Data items
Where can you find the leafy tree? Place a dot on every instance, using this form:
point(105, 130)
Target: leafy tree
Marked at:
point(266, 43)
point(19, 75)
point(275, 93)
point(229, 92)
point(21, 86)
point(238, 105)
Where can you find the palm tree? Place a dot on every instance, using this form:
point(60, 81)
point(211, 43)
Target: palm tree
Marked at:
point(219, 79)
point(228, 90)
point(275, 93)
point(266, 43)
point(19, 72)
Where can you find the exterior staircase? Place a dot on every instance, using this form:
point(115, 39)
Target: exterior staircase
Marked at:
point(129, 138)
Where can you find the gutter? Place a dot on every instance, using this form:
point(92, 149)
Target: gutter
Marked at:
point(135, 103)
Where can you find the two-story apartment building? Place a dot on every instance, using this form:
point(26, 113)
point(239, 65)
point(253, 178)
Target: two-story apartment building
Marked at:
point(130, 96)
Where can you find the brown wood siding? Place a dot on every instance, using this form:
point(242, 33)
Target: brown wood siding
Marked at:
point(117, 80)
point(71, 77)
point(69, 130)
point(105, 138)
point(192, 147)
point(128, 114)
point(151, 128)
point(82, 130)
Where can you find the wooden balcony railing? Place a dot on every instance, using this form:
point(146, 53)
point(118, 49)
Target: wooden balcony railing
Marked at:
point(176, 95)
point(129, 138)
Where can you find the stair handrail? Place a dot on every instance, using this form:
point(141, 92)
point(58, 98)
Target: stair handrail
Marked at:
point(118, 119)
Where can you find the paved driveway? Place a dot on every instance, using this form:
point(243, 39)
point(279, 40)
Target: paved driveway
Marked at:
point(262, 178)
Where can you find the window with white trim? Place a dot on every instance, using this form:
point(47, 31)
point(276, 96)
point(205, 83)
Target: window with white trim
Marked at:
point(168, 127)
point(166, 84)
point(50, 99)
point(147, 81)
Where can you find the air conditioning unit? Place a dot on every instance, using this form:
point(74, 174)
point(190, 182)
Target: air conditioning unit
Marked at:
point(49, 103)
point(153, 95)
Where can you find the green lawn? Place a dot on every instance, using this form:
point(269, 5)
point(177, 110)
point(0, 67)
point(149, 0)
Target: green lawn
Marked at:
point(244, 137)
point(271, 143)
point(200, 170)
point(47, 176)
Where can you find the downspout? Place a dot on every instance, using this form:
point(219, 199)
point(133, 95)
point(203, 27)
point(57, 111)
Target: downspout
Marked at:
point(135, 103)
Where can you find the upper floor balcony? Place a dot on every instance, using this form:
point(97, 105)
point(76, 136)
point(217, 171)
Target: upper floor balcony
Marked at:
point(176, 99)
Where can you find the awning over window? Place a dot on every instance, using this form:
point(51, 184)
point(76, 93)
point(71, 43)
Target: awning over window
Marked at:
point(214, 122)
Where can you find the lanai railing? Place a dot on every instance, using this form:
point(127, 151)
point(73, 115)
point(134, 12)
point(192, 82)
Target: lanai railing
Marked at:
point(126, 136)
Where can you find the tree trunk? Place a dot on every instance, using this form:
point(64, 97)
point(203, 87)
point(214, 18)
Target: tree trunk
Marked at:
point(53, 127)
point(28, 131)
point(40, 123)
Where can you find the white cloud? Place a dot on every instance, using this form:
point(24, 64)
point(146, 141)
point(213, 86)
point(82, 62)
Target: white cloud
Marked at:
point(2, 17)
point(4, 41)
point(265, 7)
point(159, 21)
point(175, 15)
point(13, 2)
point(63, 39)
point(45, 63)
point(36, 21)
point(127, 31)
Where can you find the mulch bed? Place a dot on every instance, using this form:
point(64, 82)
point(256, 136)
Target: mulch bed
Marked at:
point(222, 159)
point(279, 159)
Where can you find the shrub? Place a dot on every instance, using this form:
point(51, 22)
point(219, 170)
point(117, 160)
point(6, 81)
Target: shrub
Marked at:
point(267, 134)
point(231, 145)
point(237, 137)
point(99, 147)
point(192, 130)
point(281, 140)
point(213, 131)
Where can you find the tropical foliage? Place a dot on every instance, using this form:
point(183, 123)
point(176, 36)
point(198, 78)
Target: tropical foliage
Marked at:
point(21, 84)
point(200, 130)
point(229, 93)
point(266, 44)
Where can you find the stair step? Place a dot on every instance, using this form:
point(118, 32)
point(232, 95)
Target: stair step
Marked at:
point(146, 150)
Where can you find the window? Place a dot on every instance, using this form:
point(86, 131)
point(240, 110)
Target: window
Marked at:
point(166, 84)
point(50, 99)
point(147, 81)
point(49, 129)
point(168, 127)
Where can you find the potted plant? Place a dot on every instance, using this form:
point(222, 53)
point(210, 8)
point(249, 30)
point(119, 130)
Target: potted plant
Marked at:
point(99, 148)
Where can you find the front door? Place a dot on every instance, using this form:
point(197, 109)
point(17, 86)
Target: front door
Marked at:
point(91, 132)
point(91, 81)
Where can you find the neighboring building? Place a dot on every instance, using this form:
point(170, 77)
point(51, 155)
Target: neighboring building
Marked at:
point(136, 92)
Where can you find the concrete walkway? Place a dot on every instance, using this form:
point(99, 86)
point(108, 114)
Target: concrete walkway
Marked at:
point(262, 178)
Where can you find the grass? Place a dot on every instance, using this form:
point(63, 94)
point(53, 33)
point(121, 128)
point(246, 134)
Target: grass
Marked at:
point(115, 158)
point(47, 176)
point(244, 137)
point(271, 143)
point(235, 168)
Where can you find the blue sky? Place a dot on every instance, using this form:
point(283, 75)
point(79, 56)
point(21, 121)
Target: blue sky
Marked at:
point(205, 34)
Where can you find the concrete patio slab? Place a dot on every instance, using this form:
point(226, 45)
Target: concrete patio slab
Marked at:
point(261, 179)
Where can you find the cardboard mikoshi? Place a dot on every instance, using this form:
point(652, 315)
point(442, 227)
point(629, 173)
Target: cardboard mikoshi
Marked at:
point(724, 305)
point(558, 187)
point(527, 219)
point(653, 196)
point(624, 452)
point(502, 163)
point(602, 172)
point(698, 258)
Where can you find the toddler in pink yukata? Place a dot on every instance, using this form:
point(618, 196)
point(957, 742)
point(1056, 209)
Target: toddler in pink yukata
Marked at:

▸ Task to complete:
Reproduce the lines starting at the one containing "Where can you find the downspout?" and ending at the one containing "point(214, 122)", requests included. Offset both coordinates of each marked answer point by 81 and leave the sample points in the requests unchanged.

▸ Output for this task:
Where can you find the downspout? Place a dot on every instance, using this form:
point(219, 199)
point(133, 95)
point(203, 27)
point(57, 111)
Target: downspout
Marked at:
point(216, 184)
Where can you find the upper floor balcony? Place a dot on every instance, using this form:
point(97, 105)
point(76, 136)
point(217, 171)
Target: upper floor balcony
Marked at:
point(257, 180)
Where can you find the awning over window? Place a dot on every instance, using this form:
point(51, 184)
point(76, 93)
point(71, 43)
Target: awning over window
Marked at:
point(295, 203)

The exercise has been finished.